Other forms of display racks and cards are of a generally flat nature and representative of this type are the racks shown in U.S. Pat. Nos. 3,040,881 to McNeill, dated June 26, 1962; No. 3,184,058 to Crowther, dated May 18, 1965; and No. 3,858,726 to Rosenwein, dated Jan. 7, 1975, said racks being somewhat in the nature of easels. U.S. Pat. No. 3,291,300 to Rosen, dated Dec. 13, 1966, is a sort of combination package and display device for eyeglasses.

Considering the fact that display racks and devices normally are given along with initial and reorder supplies of eyeglasses of various kinds to opticians and other stores where various types of eyeglasses, such as eyeglasses, are sold, it is preferable that display racks be as simple and inexpensive as possible, coupled with convenience of handling and setting up the same into operative position and preferably, at the same time, being attractive and effective in the holding of eyeglasses for display in convenient location. The present invention is directed to several embodiments of simple but efficient and serviceable type of eyeglass display rack embodying principles utilized in a different way from any of those existing in the aforementioned patents, details of which are set forth hereinafter.


It is among the principal objects of the present invention to provide one embodiment of display rack for eyeglasses which is preferably formed from inexpensive cardboard and initially is in a flat condition comprising two overlying plies which are foldably connected together, said overlying plies or panels having certain fold lines formed therein to render the display rack capable of quickly being set up from flat condition into triangular arrangement in cross-section of three connected panels which selectively may be positioned either vertically and thereby hold a limited number of eyeglasses in a vertical row thereon, or disposed horizontally with one of the panels sloping upward and rearward, and arranged to hold and display a similar limited number of eyeglasses in an attractive and compact manner.

Another object of the invention relative to said embodiment is to form the panel arrangement to provide a series of notches along one folded edge of said panels when disposed in operative position for purposes of receiving the nose bridges of eyeglasses and suitable openings are provided in the panels to receive the temple bars of eyeglasses when in the vertical position, whereas in the horizontal position, suitable openings are provided in one of the panels to receive the temple bars of eyeglasses and thus, secure the eyeglasses in adequate supporting manner upon the sloping panel in a row parallel to the opposite edges of the sloping panel.

A further object of the invention relative to said embodiment is to provide suitable channel members which receive the opposite edges of certain of the panels which are folded from portions of the main, overlying panels and disposed in planar relationship to constitute the third panel of the triangular configurations, additional short channel members also being provided to secure narrow edge panels in abutting relationship, which narrow portions extend outwardly from the apex of two of the triangularly arranged panels and said narrow panels contain the notches which receive and support the nose bridges of eyeglasses.

• • •

* **WORK TO COMPLETE**
Write the next part of the eyeglass display rack patent text, starting right after its last sentence.

• • •

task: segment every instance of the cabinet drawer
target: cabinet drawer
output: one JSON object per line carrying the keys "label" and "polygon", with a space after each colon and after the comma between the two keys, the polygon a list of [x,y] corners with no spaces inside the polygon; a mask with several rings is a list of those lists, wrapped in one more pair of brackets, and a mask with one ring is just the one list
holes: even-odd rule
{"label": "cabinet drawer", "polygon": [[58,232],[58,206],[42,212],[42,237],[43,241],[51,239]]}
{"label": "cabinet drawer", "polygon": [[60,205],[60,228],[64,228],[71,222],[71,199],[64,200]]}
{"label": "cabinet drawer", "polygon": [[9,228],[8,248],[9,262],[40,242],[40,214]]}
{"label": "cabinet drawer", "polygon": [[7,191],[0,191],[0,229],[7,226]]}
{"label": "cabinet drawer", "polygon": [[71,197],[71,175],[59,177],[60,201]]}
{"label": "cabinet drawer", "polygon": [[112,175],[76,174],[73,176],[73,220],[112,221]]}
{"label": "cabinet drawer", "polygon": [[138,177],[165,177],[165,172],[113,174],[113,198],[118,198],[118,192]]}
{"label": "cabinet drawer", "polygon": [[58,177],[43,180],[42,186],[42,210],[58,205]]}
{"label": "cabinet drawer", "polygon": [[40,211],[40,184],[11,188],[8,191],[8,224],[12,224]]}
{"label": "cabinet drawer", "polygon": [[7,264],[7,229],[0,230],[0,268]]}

• • •

* **EXPECTED ANSWER**
Another principal object of the invention is to provide another embodiment of display rack for eyeglasses which is triangular in cross-section but is formed rigidly, as distinguished from being collapsible, the preferred material being plastic sheet stock of uniform thickness and width, the sheet being bent along transverse lines to dispose the same into the aforementioned triangular shape, otherwise the eyeglass holding features are similar to those of the embodiment described above.

Details of the foregoing objects and of the invention, as well as other objects thereof, are set forth in the following specification and illustrated in the accompanying drawings comprising a part thereof.


FIG. 1 is a somewhat exploded view showing a cardboard blank from which the display rack of the first embodiment is formed, certain areas thereon being added to indicate glue surfaces and the figure also shows adjacent opposite edges of the blank channel members which are employed to maintain certain folded portions of the panels in planar relationship.

FIG. 2 is an edge view of the blank shown in FIG. 1 after the same has been folded in flat condition comprising two panels in overlying relationship.

FIG. 3 is a plan view of the flattened rack shown in FIG. 2.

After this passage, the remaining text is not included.